> **VORLIEGENDER TEXT**
--------------------

Mehr Kontrolle bei Rüstungsvorhaben

SPD, Grüne und LINKE fordern, Lehren aus dem Desaster um die Drohne Euro Hawk zu ziehen

Von Aert van Riel **


Nach etwa 60 Stunden Tagungsarbeit in den letzten Wochen ist der Bundestags-Untersuchungsausschuss zu der Affäre um die Drohne Euro Hawk gestern zu seiner letzten Sitzung zusammengekommen. In ihren Bewertungen liegen Koalition und Opposition weit auseinander.

Ob und welche Lehren aus dem gestoppten Kauf der Drohne Euro Hawk gezogen werden, wird sich erst nach der Bundestagswahl im September entscheiden. Vor der letzten Sitzung des Untersuchungsausschusses sprach sich gestern der Grünen-Politiker Omid Nouripour für ein neues Gremium aus. Dadurch sollte der Bundestag mehr Mitsprache in Rüstungsfragen erhalten. Dies solle durch die Einrichtung eines entsprechenden Unterausschusses geschehen, so Nouripour. Das Verteidigungsministerium müsse verpflichtet werden, »kontinuierlich zu relevanten Rüstungsprojekten zu berichten«, forderte der Verteidigungspolitiker. Die Grünen haben gemeinsam mit der SPD ein Sondervotum verfasst. Politiker beider Parteien betonten, dass noch immer einige Akten aus dem Verteidigungsministerium fehlten. Sensationelle neue Erkenntnisse würden aber nicht mehr erwartet.

Verteidigungsminister Thomas de Maizière wird wohl bis zur Bundestagswahl im Amt bleiben. Zwar sieht es die Opposition als erwiesen an, dass der CDU-Politiker die Unwahrheit gesagt hat, als er behauptete, erst am 13. Mai 2013 über das Ausmaß des Debakels informiert gewesen zu sein. Wegen immenser Kosten und Problemen bei der Zulassung war dann die Beschaffung von Euro Hawk abgebrochen worden. Bereits 668 Millionen Euro waren in das Projekt geflossen. Die Koalition hat sich aber hinter den Minister gestellt und wirft SPD, Grünen und Linkspartei vor, ein »Wahlkampfspektakel« zu veranstalten.

Die LINKE sieht die Schuld für das Euro-Hawk-Debakel nicht nur bei de Maizière, sondern bei allen Verteidigungsministern seit Rudolf Scharping (SPD). In einem eigenen Votum kritisiert die Partei zudem, dass der Untersuchungsausschuss nicht die Aufgabe hatte, die Beschaffungspraxis von Rüstungsgütern, mangelnde Kontrollen und die Verquickungen zwischen Politik und Rüstungsindustrie zu untersuchen.

--------------------

> **BEREITGESTELLTE ANGABEN**
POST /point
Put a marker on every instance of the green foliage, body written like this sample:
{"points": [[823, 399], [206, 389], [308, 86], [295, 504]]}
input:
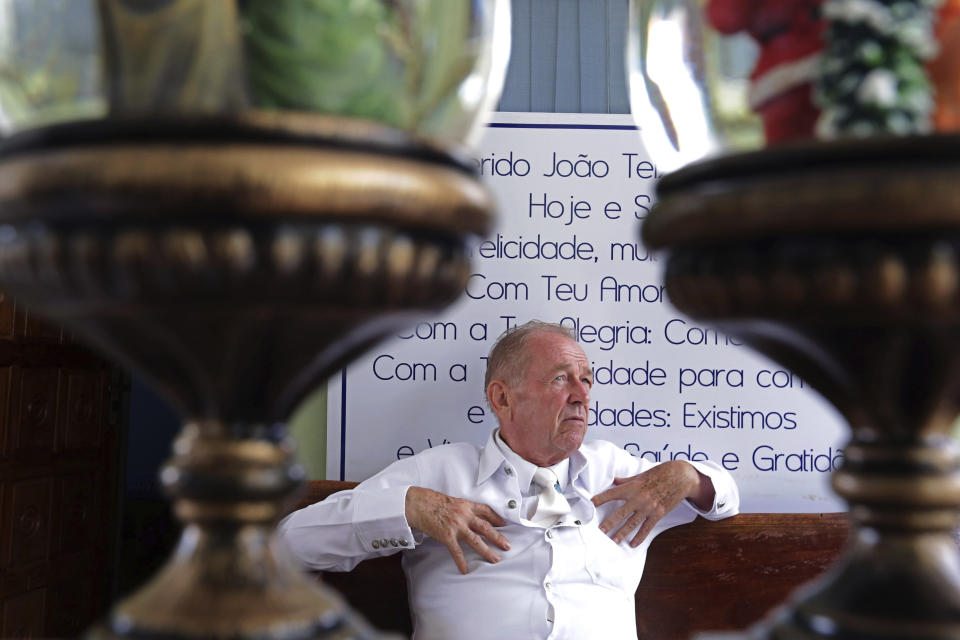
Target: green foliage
{"points": [[400, 62], [873, 78]]}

--------------------

> **ARBEITSAUFTRAG**
Greifen Sie den Text über den Euro-Hawk-Untersuchungsausschuss auf und führen Sie ihn nach seinem letzten Satz weiter.

> **LÖSUNG**
»Das Risiko wurde einseitig auf die Steuerzahler abgewälzt«, sagte der LINKE-Außenpolitiker Jan van Aken. Das Geld sei der Rüstungsindustrie zugeschaufelt worden. Dies könnte sich nun fortsetzen. Denn das mit Euro Hawk getestete Spionagesystem ISIS soll auf einer anderen Trägerplattform weiterverwendet werden. ISIS wurde von dem europäischen Rüstungskonzern EADS entwickelt. EADS will eine Drohne entwickeln, in die das Spionagesystem eingebaut werden kann.

Auch bei der in die Kritik geratenen Anschaffung von Helikoptern würde EADS profitieren. Die »FAZ« hatte aus einem bisher unter Verschluss gehaltenen Bericht der Bundeswehr berichtet, der zu dem Ergebnis komme, dass der Helikopter NH90 als »mehrrollenfähiger Hubschrauber« für die Marine ungeeignet sei. Dennoch wolle das Verteidigungsministerium 18 dieser Helikopter in der Version »NFH NGEN Sea Lion« im Wert von 915 Millionen Euro anschaffen. Die Hubschrauber werden vom deutsch-französisch-spanischen Luftfahrtunternehmen Eurocopter hergestellt, einer Tochter von EADS. Der SPD-Politiker Rainer Arnold und sein Grünen-Kollege Nouripour haben Zweifel daran, ob die Art der Ausschreibung für den Helikopter rechtlich haltbar sei.

* Aus: neues deutschland, Dienstag, 27. August 2013


Drohnen- Koalition

Von Aert van Riel ***

Kaum meinte Thomas de Maizière, die Affäre um die Drohne Euro Hawk ausgestanden zu haben, droht ihm nun neues Ungemach. Medien und Oppositionspolitiker werfen dem CDU-Mann vor, den Kauf von Marinehubschraubern zu planen, die von der Bundeswehr als »ungeeignet« eingestuft wurden. Der Verdacht, dass bei diesem Rüstungsgeschäft wieder einmal der europäische Konzern EADS bevorzugt wurde, liegt nahe. SPD und Grüne sind deswegen empört. Sie sorgen sich um die »operationelle Einsatzfähigkeit der Marine« und ein Geschäft, das »nicht im Interesse der Soldaten« sei.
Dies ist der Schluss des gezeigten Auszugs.